ACTIVITY LIST>
(a) According to the design thinking text, what did Papanek's team produce in the end?
(b) Duplicate the passage of the design thinking text that opens with the words containing "This story takes" and closes with "only so far.".

DOCUMENT EXCERPT>
···

“We need you to design a gadget for blind people. The gadget will be attachable on the side of a cup, and when the poured liquid starts to overflow from the cup it would beep and alert the user. It’ll be battery powered and should cost less than 10 Dollars.” This, more or less, was the design brief the design team led by Victor Papanek and his students received from an instution that wanted to solve accessibility problems of the disabled with its services and products. Victor Papanek (22 November 1923, Vienna – 10 January 1998, Lawrence, Kansas), a designer, educator and a strong advocate of socially responsible design gave some time to his students to come up with their designs. A few prototypes emerged after some iterations and they were aesthically quite pleasent. When Victor Papanek intervened into this design process, without really checking the prototypes he asks his students if they know what blind people are doing currently to tackle this issue (Papanek is also a strong advocate of participatory design which is an essential part in socially responsible design). When students went on a field trip to observe the blind people within such situation, they learned that one trick blind people have developed is to stick their thumbs and another one is listening to the sound that comes out as the liquid is being poured into cup, since the sound changes as it approaches to fill the cup completely. Well, the first trick wasn’t really a solution but closer to the problem itself to solve, since with hot drinks you could burn your thumb and it wasn’t that hygienic really. But the second trick was something the team defintely needed to dig in and explore further. The sound was different with different cups, and people had just gotten famliar with their cups so they could follow the liquid filling from the sound. As a result what the team “designed” was a leaflet that had the cup brands with best acoustics written in braille alphabet.
This story takes place in 80’s, long before Design Thinking was a buzzword in the world of business and media, but I think it’s a primary example of what Design, and hence what Design Thinking is. It’s a mindset that approaches to the problems (or to the problem identification phase) with an open mind, minimum assumptions and focuses on the end user’s true needs. The aesthetics, visual appealing of the product (if it’s a product you are designing) does matter a lot, but the problem you are solving or not solving, the value proposition to the user comes first. If you haven’t nailed that, visual artistry can take you only so far.
This approach is slowly becoming common sense, but applying this in practice is quite a rocket surgery in some cases. That’s where the Design Thinking as a framework, with defined models like IDEO’s 3I (Identify, Inspire, Implement) and British Design Council’s Double Diamond model. Moreover, tools like Photo Safari (observe and document), Persona and Empathy Map, Mindmapping (keyword tree ), Brainwriting ( silent brainstorming, replacing talk with post-its), Sketching, Storyboarding, Prototyping, Storytelling, User Testing definitely would come handy in the journey of creating “usefulness”.

···

SUPPLIED DATA>
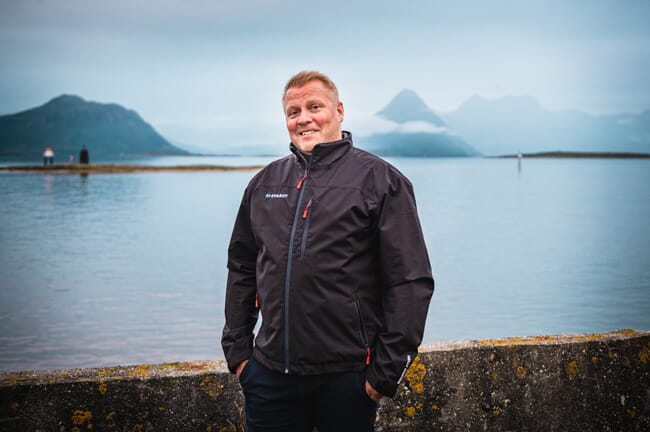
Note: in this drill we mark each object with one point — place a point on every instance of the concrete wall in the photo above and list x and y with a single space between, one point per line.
551 383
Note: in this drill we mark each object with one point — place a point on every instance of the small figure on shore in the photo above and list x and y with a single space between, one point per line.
84 156
48 156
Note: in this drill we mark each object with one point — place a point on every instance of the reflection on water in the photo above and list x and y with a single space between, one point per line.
130 268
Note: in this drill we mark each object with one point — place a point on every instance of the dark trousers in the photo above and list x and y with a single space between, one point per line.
335 402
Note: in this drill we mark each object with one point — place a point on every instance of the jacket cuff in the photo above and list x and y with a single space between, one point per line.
384 387
238 351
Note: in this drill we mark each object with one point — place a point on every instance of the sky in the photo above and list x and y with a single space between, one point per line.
208 71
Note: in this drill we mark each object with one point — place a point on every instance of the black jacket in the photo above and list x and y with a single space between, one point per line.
331 251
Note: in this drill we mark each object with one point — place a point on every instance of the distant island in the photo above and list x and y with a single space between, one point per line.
67 123
592 155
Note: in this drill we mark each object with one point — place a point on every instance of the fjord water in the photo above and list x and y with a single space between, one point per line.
130 268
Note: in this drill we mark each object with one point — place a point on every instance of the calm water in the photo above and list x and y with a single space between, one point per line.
130 268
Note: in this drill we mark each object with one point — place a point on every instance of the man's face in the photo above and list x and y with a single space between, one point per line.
313 115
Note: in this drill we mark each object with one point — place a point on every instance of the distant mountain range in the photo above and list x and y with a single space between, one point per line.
408 128
417 131
66 123
520 124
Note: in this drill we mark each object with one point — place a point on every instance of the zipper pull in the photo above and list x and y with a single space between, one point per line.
302 180
306 212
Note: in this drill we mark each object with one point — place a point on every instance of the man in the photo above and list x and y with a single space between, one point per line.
328 247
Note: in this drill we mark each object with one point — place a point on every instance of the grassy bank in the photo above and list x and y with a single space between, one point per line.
121 168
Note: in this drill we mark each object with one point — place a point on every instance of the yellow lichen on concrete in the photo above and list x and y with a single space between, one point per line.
572 369
140 371
644 355
521 372
415 376
553 339
106 371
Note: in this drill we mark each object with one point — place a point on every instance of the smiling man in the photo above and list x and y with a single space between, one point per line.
328 247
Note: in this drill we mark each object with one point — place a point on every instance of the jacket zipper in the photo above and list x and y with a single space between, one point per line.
364 335
287 283
306 215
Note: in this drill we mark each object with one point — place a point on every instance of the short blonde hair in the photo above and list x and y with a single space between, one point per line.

···

SOLUTIONS>
(a) A leaflet listing the cup brands with the best acoustics, written in the braille alphabet.

(b)
This story takes place in 80’s, long before Design Thinking was a buzzword in the world of business and media, but I think it’s a primary example of what Design, and hence what Design Thinking is. It’s a mindset that approaches to the problems (or to the problem identification phase) with an open mind, minimum assumptions and focuses on the end user’s true needs. The aesthetics, visual appealing of the product (if it’s a product you are designing) does matter a lot, but the problem you are solving or not solving, the value proposition to the user comes first. If you haven’t nailed that, visual artistry can take you only so far.